■ WHAT TO DO ■
Only the lines from the one with "the framed floral" through the end of the data are wanted, copied exactly.
——————————
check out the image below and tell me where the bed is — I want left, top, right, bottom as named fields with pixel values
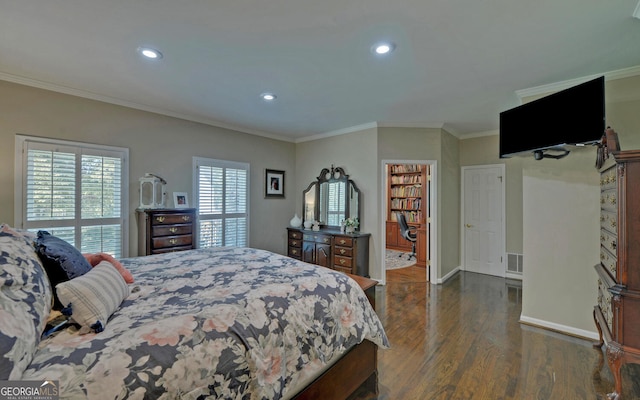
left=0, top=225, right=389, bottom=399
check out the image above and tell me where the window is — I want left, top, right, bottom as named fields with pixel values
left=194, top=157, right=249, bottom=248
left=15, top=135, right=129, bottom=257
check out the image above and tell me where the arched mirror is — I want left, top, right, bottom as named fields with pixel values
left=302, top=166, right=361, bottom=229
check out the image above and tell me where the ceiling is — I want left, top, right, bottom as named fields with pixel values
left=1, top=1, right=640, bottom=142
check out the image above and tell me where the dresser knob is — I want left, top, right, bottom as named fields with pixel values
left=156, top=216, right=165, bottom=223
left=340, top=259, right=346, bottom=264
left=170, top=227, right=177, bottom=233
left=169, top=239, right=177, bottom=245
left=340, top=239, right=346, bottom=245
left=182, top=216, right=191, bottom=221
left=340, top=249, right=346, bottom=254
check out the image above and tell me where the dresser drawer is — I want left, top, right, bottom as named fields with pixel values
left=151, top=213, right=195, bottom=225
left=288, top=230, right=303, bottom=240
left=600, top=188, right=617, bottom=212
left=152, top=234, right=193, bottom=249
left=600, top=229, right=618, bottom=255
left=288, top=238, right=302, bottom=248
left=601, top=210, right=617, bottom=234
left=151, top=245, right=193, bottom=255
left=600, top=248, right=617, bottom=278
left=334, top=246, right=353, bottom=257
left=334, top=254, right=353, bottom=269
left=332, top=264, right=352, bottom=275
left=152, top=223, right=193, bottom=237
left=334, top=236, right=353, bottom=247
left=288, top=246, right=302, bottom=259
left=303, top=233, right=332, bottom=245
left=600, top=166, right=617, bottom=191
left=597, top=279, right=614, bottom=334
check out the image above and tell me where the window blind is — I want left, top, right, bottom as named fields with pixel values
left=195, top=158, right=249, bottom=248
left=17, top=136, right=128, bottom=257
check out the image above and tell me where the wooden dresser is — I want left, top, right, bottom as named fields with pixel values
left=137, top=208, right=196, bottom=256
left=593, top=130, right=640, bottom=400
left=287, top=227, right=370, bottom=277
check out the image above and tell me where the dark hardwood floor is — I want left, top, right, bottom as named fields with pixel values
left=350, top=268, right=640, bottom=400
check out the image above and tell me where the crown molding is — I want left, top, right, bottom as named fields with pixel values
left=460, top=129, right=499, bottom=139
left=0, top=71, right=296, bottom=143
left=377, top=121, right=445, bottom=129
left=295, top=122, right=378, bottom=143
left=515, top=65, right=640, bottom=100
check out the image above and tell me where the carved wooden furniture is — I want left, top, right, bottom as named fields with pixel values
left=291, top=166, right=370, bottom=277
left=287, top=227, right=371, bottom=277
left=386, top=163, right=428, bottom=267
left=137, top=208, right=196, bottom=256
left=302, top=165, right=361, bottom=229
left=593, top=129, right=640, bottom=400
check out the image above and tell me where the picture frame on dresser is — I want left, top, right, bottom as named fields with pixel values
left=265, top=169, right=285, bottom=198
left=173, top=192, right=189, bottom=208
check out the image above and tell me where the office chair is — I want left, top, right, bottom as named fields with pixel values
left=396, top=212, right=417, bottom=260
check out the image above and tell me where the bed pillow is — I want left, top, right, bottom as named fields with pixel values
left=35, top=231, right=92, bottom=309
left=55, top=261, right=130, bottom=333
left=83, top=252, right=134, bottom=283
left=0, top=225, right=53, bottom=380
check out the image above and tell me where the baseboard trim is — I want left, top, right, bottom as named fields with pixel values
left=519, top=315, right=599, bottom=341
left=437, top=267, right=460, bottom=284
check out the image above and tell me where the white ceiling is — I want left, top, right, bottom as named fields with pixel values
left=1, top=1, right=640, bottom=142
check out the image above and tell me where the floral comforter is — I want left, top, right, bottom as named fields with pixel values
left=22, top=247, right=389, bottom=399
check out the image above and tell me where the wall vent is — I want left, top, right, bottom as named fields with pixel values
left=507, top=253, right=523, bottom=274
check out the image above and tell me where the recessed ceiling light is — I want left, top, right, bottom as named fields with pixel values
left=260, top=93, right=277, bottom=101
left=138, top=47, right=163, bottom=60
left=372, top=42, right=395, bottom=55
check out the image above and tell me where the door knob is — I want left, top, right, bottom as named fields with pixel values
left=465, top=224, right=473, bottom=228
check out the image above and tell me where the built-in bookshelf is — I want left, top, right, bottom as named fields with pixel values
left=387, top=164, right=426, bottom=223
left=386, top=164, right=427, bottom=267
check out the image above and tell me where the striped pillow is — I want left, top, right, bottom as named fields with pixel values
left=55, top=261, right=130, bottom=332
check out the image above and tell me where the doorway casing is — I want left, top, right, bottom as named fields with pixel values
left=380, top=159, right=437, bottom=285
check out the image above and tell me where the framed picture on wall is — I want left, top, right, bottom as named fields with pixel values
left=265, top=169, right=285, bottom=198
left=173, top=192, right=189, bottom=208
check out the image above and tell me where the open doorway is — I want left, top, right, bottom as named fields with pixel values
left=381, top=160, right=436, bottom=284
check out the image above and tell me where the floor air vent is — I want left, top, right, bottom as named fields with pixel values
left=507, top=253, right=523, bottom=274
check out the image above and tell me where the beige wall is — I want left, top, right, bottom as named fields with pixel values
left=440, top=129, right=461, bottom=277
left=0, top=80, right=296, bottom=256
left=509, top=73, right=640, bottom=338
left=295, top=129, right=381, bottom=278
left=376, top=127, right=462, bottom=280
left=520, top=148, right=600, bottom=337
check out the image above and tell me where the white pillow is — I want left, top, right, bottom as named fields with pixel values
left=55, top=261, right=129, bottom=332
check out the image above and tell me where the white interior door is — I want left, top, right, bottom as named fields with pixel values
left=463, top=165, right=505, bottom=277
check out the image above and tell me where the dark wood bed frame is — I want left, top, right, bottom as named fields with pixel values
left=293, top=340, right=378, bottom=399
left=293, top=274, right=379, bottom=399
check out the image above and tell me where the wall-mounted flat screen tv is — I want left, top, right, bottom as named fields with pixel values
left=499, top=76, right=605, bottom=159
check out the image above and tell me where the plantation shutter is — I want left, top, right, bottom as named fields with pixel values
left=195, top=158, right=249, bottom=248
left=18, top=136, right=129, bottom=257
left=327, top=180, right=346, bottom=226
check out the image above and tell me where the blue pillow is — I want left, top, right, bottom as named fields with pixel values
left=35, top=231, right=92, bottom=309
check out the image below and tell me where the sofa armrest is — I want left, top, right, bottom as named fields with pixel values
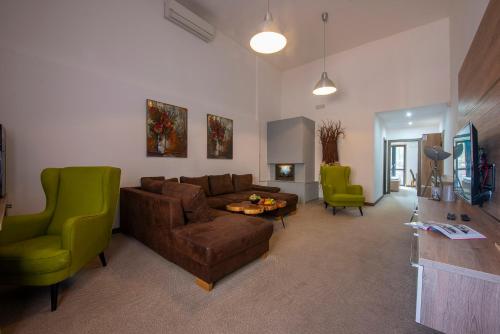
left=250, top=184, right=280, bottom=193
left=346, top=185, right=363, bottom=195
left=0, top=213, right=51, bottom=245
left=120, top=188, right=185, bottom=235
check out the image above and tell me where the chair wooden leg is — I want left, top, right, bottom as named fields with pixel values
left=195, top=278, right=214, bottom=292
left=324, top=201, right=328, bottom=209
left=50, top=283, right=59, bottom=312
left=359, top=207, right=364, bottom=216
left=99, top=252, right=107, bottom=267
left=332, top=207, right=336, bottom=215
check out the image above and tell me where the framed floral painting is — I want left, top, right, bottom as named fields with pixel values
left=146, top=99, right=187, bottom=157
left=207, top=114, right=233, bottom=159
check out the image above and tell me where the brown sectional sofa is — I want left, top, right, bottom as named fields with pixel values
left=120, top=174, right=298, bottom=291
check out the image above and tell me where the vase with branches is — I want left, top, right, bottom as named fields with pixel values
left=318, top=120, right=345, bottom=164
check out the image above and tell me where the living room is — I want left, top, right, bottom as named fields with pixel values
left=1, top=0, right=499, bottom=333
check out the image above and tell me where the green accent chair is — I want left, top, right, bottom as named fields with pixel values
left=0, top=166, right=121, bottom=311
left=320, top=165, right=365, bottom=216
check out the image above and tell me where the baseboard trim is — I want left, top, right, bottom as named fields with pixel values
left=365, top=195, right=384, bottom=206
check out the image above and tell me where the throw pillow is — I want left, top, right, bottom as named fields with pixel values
——————————
■ WRITTEN RESPONSE ■
check out the image above and tell me where the framed floral painting is — I want left, top, right, bottom as named fields with pixel values
left=146, top=99, right=187, bottom=157
left=207, top=114, right=233, bottom=159
check out the image above and tell me where the brown sectional sofa is — I want left, top, right, bottom as named fields with pixel values
left=120, top=174, right=298, bottom=291
check out the image above and tell me where the vase with branches is — I want left, top, right, bottom as named fields with pixel values
left=318, top=120, right=345, bottom=164
check out the image above and tell me where the living room is — I want left, top, right, bottom as named fields with pixel values
left=1, top=0, right=499, bottom=333
check out the image above and tell me where the green accent chair is — I want left, top, right, bottom as named fields with pixel values
left=0, top=166, right=121, bottom=311
left=320, top=165, right=365, bottom=216
check out the image above and tell me where the baseboard trim is — I want left, top, right, bottom as named fields with pixel values
left=365, top=195, right=384, bottom=206
check out the image above and tell me where the throw pillow is — I want left, top, right, bottom as named fields with pixel values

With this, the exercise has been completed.